5. 对 `Put` 和 `Delete` 方法的内容更新描述

为了在 Put 和 Delete 操作中同步更新二级索引，我们对代码进行了以下扩展：

Put 方法

在 Put 方法中，新增逻辑检查并更新字段索引：

字段值提取与检查
- 遍历所有已创建索引的字段列表 (fieldWithIndex_)。
- 检查待插入数据值 (val) 中是否包含当前字段。
- 如果字段存在，提取该字段的值 (fieldValue)。
构建索引键与插入索引数据库
- 使用字段名和字段值组合构建索引键 (field:fieldValue)。
- 将该索引键与原始键 (key) 写入二级索引数据库 indexDb_。
- 如果写入操作失败，立即返回错误状态。

此逻辑保证在 Put 方法中，对 fieldWithIndex_ 中的每个字段都可以维护最新的索引关系。

Delete 方法

在 Delete 方法中，新增逻辑检查并移除相关字段索引：

字段值提取与检查
- 遍历所有已创建索引的字段列表 (fieldWithIndex_)。
- 检查待删除数据键 (key) 中是否包含当前字段。
- 如果字段存在，提取该字段的值 (fieldValue)。
构建索引键与删除索引条目
- 使用字段名和字段值组合构建索引键 (field:fieldValue)。
- 从二级索引数据库 indexDb_ 中删除该索引键。
- 如果删除操作失败，立即返回错误状态。

此逻辑确保在 Delete 操作中能够正确移除已删除记录对应的二级索引条目。

6.数据插入与删除原子性的实现

为确保主数据库 (DBImpl) 和二级索引数据库 (indexDb_) 的一致性，我们在 Put 和 Delete 方法中采用了事务处理机制 (WriteBatch)，以实现原子性操作。具体实现如下：

插入数据的实现

主数据写入：在 Put 方法中，首先将主数据写入操作 (key 和 val) 添加到事务批次 (WriteBatch) 中。

• • • • • • •

- 指令 A -
修改二级索引说明中从“- 将该索引键与原始键 (key)”一直到“检查待删除数据键 (key) 中是否包含当前字段。”的这一段，把其中的“二级索引数据库”换成“辅助索引数据库”后完整写出。
上面的文本与下面的数据行没有任何关系。

• • • • • • •

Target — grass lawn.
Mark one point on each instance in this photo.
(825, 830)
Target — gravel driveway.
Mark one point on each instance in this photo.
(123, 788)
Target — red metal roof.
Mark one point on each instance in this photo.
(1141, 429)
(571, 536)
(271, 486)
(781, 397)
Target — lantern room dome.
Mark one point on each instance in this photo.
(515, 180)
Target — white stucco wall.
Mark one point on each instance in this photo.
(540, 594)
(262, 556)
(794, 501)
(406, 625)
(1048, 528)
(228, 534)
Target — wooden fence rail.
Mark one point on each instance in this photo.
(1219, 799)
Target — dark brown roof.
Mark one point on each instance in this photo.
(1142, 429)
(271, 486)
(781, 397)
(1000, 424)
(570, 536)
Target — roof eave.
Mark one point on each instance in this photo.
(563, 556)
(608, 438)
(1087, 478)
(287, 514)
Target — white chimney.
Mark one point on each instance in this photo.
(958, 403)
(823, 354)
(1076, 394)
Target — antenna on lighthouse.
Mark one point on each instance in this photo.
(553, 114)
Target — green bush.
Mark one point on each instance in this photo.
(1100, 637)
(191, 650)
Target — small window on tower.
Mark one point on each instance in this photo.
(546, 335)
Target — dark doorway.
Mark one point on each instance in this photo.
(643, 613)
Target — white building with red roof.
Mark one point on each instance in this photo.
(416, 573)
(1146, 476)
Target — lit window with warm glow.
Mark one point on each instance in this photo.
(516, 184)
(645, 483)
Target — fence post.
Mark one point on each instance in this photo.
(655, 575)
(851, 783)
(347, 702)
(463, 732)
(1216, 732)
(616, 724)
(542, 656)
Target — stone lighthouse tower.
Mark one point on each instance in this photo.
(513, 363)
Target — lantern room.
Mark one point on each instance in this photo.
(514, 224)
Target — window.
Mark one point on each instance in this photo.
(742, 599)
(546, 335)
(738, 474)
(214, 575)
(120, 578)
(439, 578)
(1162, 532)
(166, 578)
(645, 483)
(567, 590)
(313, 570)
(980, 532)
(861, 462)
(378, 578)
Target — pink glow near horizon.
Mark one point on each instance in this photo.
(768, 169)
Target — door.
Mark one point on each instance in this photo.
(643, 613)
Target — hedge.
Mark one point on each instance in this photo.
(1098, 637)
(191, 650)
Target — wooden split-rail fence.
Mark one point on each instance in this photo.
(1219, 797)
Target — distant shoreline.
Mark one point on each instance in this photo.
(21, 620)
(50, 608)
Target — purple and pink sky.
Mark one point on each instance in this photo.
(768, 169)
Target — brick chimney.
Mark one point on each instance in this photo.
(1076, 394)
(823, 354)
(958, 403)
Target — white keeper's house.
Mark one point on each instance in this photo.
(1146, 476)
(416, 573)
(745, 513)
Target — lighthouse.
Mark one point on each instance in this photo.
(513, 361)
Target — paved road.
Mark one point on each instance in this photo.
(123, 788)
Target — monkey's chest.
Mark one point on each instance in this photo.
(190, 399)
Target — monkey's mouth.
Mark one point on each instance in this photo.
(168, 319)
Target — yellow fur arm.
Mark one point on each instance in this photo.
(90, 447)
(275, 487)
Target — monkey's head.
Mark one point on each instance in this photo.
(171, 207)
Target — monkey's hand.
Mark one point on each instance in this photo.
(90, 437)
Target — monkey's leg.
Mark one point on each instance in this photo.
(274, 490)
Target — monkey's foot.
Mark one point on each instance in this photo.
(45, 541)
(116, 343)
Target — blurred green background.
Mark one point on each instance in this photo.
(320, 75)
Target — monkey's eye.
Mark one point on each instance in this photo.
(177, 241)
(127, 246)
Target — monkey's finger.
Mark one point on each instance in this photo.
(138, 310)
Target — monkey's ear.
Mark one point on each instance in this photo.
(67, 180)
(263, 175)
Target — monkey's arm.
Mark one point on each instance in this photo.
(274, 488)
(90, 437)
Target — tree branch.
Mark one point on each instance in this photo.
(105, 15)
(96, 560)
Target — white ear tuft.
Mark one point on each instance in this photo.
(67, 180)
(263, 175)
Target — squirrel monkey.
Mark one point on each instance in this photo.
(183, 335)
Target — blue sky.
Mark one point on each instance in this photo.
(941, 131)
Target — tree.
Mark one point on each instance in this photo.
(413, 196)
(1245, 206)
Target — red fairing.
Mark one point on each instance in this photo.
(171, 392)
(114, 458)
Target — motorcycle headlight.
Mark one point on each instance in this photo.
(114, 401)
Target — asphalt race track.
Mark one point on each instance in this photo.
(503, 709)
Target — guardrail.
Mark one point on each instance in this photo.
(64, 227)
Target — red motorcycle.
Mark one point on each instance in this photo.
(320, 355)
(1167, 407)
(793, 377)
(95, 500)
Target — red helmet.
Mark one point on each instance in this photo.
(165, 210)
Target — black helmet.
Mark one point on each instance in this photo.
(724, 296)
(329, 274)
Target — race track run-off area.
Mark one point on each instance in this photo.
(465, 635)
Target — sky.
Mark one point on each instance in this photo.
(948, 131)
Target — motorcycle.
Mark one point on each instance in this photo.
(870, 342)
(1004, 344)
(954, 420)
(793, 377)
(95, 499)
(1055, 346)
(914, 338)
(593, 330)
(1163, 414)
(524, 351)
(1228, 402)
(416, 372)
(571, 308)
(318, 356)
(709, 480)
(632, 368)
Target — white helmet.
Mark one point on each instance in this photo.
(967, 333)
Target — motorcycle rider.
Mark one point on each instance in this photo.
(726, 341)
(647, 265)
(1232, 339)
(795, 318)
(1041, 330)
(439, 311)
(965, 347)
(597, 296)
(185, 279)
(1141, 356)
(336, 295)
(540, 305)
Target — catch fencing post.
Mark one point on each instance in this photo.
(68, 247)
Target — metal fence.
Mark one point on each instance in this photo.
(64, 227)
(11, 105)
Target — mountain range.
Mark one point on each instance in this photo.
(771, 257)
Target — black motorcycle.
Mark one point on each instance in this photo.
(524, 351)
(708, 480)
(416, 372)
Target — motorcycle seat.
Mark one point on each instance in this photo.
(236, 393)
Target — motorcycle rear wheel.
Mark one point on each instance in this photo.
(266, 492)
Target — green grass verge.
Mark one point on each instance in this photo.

• • • • • • •

- 指令 B -
照抄练习输入中从含有“Target — black helmet.”的那一行开始、一直到数据行最后一行为止的全部内容，首尾两行都要包括。

- 任务结果 A -
- 将该索引键与原始键 (key) 写入辅助索引数据库 indexDb_。
- 如果写入操作失败，立即返回错误状态。

此逻辑保证在 Put 方法中，对 fieldWithIndex_ 中的每个字段都可以维护最新的索引关系。

Delete 方法

在 Delete 方法中，新增逻辑检查并移除相关字段索引：

字段值提取与检查
- 遍历所有已创建索引的字段列表 (fieldWithIndex_)。
- 检查待删除数据键 (key) 中是否包含当前字段。

- 任务结果 B -
Target — black helmet.
Mark one point on each instance in this photo.
(724, 296)
(329, 274)
Target — race track run-off area.
Mark one point on each instance in this photo.
(465, 635)
Target — sky.
Mark one point on each instance in this photo.
(948, 131)
Target — motorcycle.
Mark one point on each instance in this photo.
(870, 342)
(1004, 344)
(954, 420)
(793, 377)
(95, 499)
(1055, 346)
(914, 338)
(593, 330)
(1163, 414)
(524, 351)
(1228, 402)
(416, 372)
(571, 308)
(318, 356)
(709, 480)
(632, 368)
Target — white helmet.
Mark one point on each instance in this photo.
(967, 333)
Target — motorcycle rider.
Mark one point on each instance in this photo.
(726, 341)
(647, 265)
(1232, 339)
(795, 318)
(1041, 330)
(439, 311)
(965, 347)
(597, 296)
(185, 279)
(1141, 356)
(336, 295)
(540, 305)
Target — catch fencing post.
Mark one point on each instance in this photo.
(68, 247)
Target — metal fence.
Mark one point on each instance in this photo.
(64, 227)
(11, 105)
Target — mountain range.
Mark one point on each instance in this photo.
(771, 257)
Target — black motorcycle.
Mark one point on each instance in this photo.
(524, 351)
(708, 480)
(416, 372)
Target — motorcycle seat.
Mark one point on each instance in this photo.
(236, 393)
Target — motorcycle rear wheel.
Mark one point on each instance in this photo.
(266, 492)
Target — green grass verge.
Mark one point on each instance in this photo.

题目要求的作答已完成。